Problem to work on: Return, exactly, the line that contains "Can you see the player's" together with all lines after it to the end of the entries, and no further lines.

--- START Records for processing ---

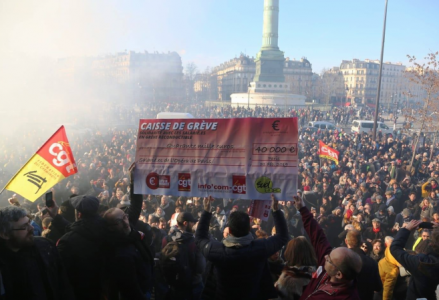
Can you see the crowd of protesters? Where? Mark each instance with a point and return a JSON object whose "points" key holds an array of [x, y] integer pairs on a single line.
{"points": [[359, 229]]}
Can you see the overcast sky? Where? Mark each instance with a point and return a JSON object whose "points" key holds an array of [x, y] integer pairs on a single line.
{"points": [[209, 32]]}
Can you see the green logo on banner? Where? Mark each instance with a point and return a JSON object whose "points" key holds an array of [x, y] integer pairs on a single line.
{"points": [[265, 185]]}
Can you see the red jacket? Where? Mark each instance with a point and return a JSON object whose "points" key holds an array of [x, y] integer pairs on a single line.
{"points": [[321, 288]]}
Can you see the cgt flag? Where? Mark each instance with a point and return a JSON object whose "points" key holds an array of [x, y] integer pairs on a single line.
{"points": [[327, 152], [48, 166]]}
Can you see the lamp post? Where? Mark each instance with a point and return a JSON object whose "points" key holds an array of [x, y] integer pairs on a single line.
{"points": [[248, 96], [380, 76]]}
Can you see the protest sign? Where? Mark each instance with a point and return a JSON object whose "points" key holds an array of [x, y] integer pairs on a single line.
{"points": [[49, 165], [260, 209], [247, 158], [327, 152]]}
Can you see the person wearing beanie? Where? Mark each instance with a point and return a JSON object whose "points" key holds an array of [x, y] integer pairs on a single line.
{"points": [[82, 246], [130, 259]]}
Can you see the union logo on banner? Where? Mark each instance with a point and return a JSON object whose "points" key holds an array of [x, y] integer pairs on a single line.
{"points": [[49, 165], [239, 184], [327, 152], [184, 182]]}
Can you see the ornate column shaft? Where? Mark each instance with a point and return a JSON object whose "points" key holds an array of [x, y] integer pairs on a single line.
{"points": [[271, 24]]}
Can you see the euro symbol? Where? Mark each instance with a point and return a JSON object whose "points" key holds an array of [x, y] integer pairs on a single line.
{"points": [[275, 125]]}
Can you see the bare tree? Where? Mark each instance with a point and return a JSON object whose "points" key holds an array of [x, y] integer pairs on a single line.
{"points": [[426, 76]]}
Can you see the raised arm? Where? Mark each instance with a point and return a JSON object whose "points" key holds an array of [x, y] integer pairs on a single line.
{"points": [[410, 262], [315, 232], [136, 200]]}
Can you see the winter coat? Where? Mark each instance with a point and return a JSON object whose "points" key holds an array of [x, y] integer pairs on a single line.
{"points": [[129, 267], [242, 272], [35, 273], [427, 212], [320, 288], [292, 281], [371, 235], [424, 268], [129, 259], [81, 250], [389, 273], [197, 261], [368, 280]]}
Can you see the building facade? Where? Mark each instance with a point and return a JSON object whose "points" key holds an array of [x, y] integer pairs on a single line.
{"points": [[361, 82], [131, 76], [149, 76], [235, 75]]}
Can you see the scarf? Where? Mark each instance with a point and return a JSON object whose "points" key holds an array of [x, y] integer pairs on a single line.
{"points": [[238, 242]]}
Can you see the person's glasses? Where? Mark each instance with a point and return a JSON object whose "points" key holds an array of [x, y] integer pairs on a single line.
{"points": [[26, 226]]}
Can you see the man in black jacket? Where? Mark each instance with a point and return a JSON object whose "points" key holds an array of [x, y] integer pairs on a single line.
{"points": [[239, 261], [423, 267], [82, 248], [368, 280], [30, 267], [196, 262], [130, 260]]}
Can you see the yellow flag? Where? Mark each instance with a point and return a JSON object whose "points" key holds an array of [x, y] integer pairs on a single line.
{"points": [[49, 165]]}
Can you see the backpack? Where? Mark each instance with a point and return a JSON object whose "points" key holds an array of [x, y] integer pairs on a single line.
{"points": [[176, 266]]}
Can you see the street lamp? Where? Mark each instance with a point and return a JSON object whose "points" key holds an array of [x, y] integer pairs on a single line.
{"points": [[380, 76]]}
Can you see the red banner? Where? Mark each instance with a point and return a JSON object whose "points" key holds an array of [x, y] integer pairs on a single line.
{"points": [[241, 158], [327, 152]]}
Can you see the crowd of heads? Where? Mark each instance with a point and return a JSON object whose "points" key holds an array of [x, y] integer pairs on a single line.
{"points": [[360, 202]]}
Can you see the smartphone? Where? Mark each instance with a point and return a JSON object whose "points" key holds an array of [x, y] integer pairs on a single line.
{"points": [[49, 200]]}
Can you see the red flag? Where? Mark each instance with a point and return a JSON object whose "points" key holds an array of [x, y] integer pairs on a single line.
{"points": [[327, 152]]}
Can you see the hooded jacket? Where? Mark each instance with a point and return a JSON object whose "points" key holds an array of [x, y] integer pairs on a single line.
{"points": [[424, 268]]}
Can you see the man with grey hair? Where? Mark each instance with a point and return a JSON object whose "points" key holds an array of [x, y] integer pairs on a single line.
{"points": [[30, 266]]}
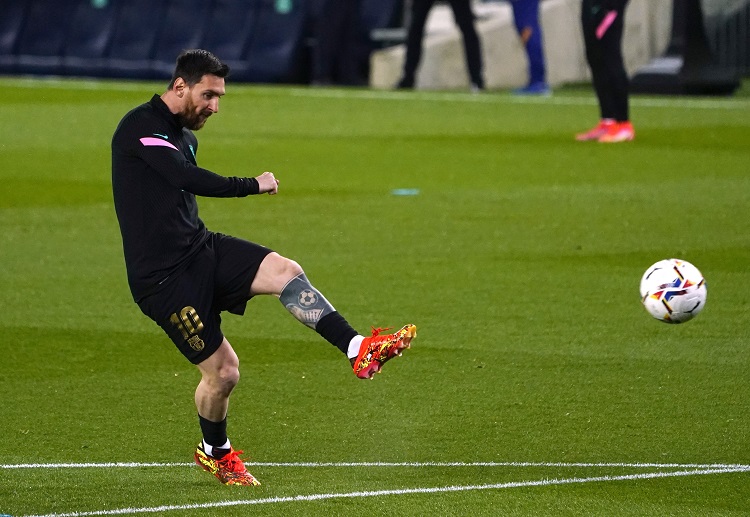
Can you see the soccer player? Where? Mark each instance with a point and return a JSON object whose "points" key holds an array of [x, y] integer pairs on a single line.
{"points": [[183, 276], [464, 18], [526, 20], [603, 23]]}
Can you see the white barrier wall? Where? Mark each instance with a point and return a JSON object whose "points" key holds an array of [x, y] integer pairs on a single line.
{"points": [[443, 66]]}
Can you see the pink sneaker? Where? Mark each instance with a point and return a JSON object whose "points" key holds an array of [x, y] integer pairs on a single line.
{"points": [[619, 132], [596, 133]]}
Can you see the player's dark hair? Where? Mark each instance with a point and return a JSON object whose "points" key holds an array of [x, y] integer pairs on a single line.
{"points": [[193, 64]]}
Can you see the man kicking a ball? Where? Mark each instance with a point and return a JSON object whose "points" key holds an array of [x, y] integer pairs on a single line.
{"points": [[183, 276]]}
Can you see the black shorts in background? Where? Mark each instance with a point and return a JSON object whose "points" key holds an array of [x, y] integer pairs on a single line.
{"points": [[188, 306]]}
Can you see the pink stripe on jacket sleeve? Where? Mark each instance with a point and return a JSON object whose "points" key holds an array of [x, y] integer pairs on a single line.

--- END Records for processing ---

Solution for this exercise:
Can you see the player's dark hair? Where? Mark each instance with a point and return a JSON object whose "points" key holds an array of [x, y] integer pairs on a single line.
{"points": [[193, 64]]}
Can you see the man kicking a ball? Where? Mark each instance with a point and return a JSON object whose "points" key holds an array of [x, y] integer pairs on a single line.
{"points": [[183, 276]]}
Can you see the black shorts in background? Where? Mark each instance with a point and return a JSON object whose "points" key holds an array of [x, y] integer pairs on a single line.
{"points": [[188, 306]]}
Can you see the pink stripe on jacket sleeve? Where? Mark each instance with a point and return a JSON object whose "points" key holds an array of [x, y] integer pairs on a single line.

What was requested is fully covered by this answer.